PROBLEM TO WORK ON: Pick out every line in the material below that contains the string "chrome" and copy each of those lines. Case counts.
────────────────────
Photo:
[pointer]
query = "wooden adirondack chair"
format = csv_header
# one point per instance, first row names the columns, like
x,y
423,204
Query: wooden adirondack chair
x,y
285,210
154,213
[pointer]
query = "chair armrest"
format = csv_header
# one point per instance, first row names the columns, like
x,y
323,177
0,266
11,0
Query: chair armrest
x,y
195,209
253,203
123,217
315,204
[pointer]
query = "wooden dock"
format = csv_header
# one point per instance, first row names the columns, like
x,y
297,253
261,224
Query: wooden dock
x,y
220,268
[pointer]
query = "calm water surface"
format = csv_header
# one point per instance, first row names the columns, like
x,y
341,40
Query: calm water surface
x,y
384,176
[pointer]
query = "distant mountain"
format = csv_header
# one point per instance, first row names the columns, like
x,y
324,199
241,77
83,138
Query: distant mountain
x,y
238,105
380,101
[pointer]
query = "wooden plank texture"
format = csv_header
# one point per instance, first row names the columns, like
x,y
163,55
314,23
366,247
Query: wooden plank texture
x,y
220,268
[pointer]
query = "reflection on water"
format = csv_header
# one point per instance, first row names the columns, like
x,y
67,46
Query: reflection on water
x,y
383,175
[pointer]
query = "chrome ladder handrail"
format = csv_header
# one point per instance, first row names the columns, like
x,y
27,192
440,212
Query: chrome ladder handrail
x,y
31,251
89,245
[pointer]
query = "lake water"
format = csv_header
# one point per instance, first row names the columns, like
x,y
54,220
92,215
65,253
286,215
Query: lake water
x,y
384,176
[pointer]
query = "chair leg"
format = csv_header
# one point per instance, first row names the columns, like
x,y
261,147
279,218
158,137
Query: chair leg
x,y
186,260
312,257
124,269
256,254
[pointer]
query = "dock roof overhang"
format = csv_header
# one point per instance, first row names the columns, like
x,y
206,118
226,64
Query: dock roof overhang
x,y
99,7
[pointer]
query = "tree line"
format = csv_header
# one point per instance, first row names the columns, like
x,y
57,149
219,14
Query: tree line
────────────────────
CORRECT ANSWER:
query = "chrome ladder handrail"
Query: chrome ladder handrail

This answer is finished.